▶ [SELECTED EXCERPT]:

Cards by Brian Froud
Book by Jessica Macbeth
Portrait by Brian Froud
© Painting copyright 2000 by Brian Froud
All rights reserved.
Reprinted by permission of the artist.
Card 19. The Sage
Wisdom. Hidden knowledge. Retreat. Old age. Patience.
The Sage is also the shaman. Not all wise men are shamans and not all shamans are wise men, but this one is both--power informed by wisdom and wisdom made manifest by power. This is also the face of Father Time, and we see the colors of the seasons surrounding him. Sometimes, he is Old Man of the Mountain, the hermit who searches within for wisdom and understanding--and then is willing to share it with any true seeker who comes to him.
His "blind" eye enables him to look into other worlds, other realms, and the wisdom buried deeply within each of us, where the Singers dwell. He has reached a stage of life where he has let go of many of the activities of younger beings, retreated somewhat from the outer world of Faery, and has become more deeply immersed in the inner landscapes of knowledge, inner vision, contemplation, and spirit. On the exterior, he lives simply, almost austerely, but his inner world is filled to overflowing with richness.

▶ [RECORDED DATA]:

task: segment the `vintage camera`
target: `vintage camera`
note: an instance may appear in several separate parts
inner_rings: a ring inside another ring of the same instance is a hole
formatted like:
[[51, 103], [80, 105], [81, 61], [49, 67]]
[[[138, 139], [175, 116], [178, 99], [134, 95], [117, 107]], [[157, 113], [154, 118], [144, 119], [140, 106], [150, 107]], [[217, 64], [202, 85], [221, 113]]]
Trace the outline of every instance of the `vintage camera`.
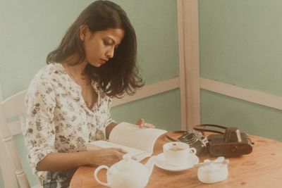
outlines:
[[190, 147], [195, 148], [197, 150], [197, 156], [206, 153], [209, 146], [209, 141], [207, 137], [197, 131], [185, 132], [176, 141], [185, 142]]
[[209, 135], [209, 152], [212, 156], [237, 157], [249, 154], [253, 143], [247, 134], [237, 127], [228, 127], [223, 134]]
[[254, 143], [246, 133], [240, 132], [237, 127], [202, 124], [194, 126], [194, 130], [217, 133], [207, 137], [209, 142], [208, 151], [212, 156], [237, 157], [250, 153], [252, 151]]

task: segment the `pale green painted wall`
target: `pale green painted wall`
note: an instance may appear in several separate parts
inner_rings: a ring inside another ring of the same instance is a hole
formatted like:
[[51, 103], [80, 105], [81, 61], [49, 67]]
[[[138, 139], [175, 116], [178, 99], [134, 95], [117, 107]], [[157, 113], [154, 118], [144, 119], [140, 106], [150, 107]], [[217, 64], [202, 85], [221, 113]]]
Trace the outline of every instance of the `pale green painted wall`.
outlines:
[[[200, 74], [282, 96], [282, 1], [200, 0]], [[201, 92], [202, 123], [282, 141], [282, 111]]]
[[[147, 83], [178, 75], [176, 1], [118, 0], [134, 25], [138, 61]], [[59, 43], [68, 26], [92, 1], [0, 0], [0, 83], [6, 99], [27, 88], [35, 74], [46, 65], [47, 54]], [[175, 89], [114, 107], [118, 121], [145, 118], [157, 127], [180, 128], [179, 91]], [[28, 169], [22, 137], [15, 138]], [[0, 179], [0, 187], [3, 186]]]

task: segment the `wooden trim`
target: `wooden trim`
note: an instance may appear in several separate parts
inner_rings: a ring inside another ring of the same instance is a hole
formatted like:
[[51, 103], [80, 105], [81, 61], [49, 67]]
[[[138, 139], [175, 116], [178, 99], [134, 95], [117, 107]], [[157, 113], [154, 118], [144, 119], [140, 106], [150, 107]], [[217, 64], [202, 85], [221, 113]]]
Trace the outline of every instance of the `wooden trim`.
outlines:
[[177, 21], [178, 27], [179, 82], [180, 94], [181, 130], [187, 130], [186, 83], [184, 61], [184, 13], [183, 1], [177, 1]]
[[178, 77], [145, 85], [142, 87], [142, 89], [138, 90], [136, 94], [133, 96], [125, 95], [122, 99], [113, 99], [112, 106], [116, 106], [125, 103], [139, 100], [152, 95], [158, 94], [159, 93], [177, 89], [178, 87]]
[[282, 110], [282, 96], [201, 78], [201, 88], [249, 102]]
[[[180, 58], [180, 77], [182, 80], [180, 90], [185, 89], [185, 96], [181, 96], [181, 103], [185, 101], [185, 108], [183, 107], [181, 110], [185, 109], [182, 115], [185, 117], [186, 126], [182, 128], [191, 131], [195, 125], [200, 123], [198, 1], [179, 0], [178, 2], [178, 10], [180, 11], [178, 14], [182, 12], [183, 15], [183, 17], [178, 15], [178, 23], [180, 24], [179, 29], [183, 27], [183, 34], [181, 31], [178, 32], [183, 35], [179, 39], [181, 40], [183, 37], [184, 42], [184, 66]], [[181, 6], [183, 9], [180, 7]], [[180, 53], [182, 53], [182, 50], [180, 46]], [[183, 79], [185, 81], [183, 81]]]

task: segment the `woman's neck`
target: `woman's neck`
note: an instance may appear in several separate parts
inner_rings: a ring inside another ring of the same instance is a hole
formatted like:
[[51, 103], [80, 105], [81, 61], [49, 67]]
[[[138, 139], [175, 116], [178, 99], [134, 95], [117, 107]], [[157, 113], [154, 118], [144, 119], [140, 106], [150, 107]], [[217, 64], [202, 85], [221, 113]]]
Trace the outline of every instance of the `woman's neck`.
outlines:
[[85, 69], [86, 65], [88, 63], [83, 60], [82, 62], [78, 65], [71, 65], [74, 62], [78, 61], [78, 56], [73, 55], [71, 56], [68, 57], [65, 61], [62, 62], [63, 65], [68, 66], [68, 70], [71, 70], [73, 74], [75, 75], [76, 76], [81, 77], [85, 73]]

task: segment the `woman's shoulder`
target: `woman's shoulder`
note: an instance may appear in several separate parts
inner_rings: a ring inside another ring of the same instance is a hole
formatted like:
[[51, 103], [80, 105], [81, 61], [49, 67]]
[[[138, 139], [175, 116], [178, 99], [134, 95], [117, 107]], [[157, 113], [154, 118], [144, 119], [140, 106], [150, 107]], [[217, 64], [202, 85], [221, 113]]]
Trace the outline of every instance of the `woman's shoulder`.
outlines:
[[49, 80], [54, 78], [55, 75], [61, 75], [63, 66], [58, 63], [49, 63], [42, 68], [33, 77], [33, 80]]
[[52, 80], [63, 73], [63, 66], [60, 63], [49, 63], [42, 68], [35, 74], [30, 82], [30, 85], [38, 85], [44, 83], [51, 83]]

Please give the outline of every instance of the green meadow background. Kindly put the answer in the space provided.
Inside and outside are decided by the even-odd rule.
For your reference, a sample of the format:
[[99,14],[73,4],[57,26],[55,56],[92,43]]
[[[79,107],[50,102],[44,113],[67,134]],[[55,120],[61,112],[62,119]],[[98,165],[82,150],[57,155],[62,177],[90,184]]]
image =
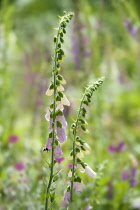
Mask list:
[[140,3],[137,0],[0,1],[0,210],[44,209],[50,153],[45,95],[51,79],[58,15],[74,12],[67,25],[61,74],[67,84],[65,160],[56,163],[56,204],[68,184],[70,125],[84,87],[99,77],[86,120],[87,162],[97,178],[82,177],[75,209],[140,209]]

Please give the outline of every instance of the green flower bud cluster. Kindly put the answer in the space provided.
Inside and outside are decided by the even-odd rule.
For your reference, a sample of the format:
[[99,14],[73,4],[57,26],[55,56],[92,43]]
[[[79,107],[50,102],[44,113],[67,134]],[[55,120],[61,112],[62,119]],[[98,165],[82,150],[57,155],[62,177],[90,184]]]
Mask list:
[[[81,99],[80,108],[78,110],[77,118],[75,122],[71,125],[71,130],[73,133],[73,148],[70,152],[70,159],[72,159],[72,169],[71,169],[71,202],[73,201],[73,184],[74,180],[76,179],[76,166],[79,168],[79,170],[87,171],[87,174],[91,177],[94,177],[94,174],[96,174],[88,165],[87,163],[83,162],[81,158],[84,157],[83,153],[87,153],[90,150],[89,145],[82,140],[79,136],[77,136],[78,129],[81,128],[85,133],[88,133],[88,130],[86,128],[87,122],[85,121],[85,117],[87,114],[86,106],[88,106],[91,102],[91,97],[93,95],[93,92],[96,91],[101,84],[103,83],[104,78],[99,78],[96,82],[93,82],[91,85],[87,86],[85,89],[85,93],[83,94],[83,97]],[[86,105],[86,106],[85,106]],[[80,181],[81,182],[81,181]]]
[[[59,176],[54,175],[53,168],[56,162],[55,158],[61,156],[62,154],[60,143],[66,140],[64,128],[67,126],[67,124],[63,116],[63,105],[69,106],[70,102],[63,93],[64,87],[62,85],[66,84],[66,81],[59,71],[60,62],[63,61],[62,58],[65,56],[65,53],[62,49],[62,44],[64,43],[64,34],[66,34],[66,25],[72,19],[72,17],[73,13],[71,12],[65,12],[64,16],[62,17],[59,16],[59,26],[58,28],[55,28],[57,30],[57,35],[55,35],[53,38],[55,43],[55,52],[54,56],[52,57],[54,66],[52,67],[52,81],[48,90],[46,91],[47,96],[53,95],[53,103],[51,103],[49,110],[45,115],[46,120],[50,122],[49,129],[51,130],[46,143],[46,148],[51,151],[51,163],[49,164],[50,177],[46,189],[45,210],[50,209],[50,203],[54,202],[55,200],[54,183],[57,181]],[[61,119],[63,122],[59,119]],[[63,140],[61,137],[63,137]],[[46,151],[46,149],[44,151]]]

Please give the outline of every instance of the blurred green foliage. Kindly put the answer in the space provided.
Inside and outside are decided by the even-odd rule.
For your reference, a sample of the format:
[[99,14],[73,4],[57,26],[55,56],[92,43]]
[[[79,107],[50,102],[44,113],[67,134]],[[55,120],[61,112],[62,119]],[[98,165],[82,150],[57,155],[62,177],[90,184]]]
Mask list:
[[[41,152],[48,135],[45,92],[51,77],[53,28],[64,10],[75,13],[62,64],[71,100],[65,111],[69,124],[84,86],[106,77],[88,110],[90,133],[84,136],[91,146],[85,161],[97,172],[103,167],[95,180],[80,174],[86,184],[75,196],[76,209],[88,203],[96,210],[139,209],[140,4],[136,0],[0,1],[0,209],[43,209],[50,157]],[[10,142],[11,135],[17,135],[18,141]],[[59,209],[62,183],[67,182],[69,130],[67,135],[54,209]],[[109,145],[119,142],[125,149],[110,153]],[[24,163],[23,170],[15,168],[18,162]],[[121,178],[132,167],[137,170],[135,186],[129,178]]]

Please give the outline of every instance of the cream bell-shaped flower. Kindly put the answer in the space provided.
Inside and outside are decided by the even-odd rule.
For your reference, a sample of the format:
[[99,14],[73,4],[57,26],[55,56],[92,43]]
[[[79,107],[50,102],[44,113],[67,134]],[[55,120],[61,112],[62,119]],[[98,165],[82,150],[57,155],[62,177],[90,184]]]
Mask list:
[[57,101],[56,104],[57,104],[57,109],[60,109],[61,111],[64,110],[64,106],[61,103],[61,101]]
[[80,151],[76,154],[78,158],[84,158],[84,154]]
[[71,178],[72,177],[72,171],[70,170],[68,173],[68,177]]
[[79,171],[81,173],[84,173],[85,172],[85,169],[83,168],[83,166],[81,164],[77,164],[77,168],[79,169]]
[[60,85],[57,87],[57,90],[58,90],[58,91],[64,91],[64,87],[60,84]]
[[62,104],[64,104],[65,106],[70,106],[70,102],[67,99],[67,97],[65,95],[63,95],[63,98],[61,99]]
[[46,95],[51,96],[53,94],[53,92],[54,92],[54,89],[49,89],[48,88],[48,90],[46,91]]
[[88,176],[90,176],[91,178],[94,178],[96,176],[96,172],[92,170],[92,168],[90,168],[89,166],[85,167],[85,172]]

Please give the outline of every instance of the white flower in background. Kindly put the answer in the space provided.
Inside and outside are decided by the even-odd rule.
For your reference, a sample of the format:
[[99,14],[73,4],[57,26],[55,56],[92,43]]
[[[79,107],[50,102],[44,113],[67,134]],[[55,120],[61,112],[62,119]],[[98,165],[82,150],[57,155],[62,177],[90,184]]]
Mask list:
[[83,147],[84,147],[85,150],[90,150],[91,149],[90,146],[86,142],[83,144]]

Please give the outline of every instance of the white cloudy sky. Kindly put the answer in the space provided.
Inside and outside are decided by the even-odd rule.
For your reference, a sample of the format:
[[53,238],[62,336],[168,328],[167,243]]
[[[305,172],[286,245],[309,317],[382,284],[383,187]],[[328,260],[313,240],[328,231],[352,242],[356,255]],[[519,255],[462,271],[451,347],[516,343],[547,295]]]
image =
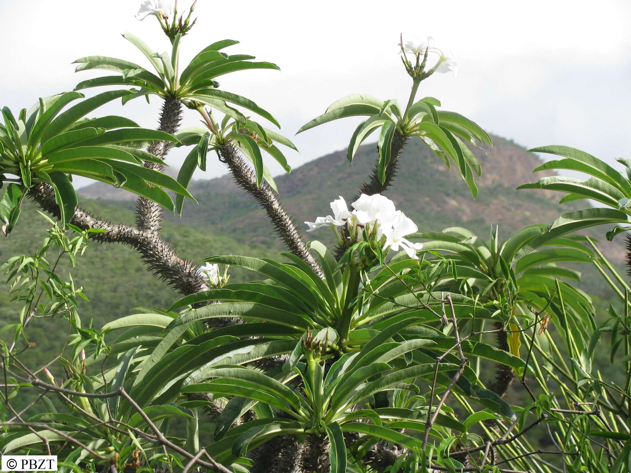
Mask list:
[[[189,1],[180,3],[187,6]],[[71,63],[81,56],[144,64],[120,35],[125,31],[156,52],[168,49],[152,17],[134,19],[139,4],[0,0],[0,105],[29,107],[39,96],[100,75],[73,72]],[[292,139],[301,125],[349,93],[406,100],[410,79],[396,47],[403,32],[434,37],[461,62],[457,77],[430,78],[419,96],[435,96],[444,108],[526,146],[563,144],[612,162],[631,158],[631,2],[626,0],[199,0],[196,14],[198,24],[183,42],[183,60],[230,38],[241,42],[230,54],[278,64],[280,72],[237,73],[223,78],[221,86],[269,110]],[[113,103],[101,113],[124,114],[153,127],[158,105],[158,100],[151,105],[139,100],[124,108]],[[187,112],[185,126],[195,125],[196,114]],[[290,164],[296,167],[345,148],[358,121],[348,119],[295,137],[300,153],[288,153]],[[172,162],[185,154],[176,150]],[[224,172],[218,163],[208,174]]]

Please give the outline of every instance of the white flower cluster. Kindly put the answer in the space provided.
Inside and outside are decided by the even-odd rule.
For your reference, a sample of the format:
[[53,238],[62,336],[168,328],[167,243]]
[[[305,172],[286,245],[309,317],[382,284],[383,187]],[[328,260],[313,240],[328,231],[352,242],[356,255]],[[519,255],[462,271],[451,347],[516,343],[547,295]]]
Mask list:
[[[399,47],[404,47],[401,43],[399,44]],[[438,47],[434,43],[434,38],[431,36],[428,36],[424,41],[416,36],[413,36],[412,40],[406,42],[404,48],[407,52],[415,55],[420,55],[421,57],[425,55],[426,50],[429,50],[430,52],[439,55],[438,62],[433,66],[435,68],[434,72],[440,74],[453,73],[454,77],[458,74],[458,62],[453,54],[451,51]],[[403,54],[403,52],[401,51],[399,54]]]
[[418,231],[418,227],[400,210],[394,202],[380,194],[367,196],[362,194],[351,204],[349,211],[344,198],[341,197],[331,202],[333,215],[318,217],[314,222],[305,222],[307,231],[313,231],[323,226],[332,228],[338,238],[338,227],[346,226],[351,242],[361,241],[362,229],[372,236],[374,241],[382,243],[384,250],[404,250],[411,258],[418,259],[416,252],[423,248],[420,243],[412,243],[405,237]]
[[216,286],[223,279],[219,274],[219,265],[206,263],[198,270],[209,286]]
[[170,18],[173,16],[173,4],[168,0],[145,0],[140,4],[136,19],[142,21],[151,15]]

▶ [EXERCISE]: Copy the passage on the Sage card word for word, from "Card 19. The" to "comes to him.".

▶ [TASK OUTPUT]:
Card 19. The Sage
Wisdom. Hidden knowledge. Retreat. Old age. Patience.
The Sage is also the shaman. Not all wise men are shamans and not all shamans are wise men, but this one is both--power informed by wisdom and wisdom made manifest by power. This is also the face of Father Time, and we see the colors of the seasons surrounding him. Sometimes, he is Old Man of the Mountain, the hermit who searches within for wisdom and understanding--and then is willing to share it with any true seeker who comes to him.